__Task goal__
Find each line in the listing below that contains the word "bare" and copy those lines.

__Raw data__

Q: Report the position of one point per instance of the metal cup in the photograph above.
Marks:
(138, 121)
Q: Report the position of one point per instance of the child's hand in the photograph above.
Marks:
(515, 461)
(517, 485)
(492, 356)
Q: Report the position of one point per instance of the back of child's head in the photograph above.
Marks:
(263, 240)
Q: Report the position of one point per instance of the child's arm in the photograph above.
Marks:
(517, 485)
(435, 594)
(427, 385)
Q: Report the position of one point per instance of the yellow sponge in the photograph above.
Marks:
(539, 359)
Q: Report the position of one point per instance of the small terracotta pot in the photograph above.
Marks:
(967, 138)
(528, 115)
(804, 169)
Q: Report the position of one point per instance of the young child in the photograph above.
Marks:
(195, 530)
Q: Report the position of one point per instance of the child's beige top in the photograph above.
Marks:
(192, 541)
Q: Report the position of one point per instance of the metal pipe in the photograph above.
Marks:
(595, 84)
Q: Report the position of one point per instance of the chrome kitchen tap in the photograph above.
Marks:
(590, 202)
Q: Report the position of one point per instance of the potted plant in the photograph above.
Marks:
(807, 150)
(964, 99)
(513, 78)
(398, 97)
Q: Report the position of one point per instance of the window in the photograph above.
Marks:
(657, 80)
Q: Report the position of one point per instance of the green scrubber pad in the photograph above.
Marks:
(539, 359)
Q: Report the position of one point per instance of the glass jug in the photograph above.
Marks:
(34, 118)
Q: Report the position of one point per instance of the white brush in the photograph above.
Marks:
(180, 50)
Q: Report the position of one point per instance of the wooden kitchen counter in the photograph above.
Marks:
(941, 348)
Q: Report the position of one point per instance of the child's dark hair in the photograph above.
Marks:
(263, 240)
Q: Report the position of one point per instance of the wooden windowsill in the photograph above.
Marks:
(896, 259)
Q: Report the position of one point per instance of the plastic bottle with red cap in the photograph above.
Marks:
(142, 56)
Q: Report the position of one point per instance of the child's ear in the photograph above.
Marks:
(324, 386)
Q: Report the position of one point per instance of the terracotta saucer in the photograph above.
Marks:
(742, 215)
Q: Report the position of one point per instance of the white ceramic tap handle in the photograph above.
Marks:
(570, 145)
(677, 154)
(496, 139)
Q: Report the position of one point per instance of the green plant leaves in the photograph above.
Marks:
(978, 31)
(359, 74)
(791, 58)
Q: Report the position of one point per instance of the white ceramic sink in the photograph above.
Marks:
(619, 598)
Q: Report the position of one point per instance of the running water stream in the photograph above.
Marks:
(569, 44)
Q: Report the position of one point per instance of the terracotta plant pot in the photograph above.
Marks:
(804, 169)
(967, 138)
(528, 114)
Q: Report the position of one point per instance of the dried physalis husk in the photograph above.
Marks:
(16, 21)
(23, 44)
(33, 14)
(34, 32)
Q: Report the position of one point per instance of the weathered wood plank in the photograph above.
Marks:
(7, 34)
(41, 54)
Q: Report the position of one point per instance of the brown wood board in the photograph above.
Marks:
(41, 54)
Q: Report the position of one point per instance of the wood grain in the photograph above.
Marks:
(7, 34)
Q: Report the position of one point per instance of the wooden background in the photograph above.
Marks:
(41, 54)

...

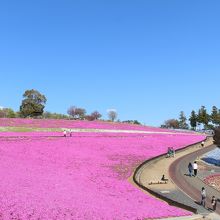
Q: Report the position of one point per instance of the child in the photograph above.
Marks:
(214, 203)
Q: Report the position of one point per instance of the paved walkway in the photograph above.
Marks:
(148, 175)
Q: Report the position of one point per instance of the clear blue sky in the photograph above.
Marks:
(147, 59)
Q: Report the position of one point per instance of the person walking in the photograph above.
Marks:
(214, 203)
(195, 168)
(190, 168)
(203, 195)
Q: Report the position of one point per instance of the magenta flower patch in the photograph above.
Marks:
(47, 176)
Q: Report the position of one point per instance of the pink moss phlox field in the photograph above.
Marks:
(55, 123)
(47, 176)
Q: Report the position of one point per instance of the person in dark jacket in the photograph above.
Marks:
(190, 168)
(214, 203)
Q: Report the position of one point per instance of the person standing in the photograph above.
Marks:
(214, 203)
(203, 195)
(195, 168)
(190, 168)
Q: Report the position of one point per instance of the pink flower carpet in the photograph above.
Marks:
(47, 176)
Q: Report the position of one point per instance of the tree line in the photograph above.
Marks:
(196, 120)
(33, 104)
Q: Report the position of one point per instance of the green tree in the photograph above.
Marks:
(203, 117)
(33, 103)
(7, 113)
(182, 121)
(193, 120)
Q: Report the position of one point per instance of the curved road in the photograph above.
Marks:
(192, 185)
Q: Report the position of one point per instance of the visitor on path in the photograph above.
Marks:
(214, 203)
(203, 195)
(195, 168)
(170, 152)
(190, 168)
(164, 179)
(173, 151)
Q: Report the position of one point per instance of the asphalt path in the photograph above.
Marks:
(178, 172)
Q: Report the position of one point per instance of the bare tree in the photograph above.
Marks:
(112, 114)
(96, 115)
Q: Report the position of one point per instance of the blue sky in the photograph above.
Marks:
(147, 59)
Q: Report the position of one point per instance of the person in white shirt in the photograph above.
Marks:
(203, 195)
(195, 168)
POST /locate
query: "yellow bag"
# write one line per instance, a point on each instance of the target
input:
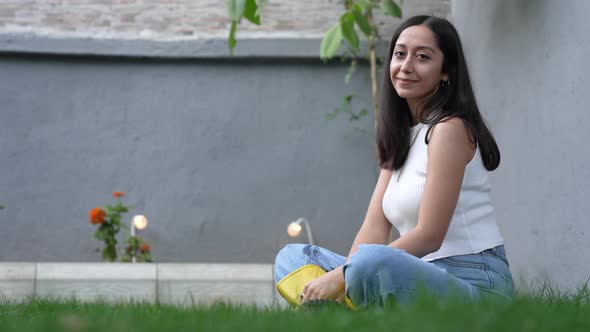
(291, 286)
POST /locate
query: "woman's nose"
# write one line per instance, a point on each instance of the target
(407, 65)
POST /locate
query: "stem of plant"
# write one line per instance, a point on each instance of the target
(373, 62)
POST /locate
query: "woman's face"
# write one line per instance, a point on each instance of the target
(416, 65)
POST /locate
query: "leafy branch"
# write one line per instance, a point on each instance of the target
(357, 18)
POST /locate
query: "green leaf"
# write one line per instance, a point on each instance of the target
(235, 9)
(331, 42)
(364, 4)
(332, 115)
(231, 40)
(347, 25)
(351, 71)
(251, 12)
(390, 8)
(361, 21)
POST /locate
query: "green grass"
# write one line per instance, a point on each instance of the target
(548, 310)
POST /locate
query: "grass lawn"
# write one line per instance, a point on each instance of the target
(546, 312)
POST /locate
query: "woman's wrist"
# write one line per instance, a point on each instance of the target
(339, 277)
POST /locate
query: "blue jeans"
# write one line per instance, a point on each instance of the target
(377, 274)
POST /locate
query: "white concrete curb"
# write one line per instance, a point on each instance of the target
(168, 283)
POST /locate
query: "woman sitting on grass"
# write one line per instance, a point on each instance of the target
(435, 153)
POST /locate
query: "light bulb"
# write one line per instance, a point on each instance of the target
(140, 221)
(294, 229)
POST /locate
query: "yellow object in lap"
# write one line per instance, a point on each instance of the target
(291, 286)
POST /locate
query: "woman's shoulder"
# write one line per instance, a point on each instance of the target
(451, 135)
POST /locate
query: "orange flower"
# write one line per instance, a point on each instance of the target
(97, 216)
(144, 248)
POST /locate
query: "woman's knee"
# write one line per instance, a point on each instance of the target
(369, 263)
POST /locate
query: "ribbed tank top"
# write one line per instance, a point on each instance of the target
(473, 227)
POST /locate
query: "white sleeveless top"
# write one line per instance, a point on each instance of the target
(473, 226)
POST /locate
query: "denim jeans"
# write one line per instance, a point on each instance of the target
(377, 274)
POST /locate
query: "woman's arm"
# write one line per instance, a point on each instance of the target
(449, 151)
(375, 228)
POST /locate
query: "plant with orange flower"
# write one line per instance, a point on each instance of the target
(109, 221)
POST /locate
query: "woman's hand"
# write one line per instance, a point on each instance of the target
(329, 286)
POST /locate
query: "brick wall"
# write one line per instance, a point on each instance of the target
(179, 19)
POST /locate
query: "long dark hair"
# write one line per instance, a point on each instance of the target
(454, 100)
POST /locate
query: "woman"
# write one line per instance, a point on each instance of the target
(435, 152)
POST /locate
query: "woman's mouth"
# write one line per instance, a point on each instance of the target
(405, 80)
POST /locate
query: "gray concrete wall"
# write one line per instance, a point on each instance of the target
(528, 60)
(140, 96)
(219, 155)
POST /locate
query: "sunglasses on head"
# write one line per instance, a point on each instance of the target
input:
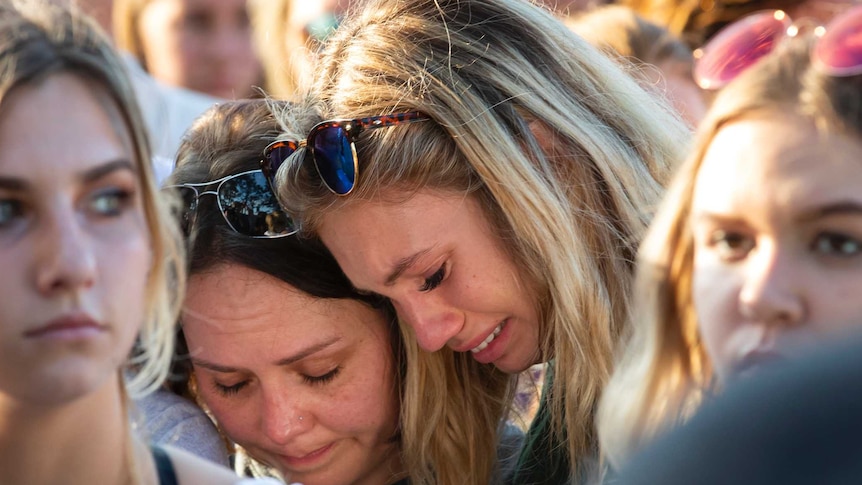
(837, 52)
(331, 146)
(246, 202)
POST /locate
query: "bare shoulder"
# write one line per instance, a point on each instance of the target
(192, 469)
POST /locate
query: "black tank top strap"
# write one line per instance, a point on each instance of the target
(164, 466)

__Task response__
Q: Report the position of one point per instance of the bare tree in the photograph above.
query: "bare shoulder"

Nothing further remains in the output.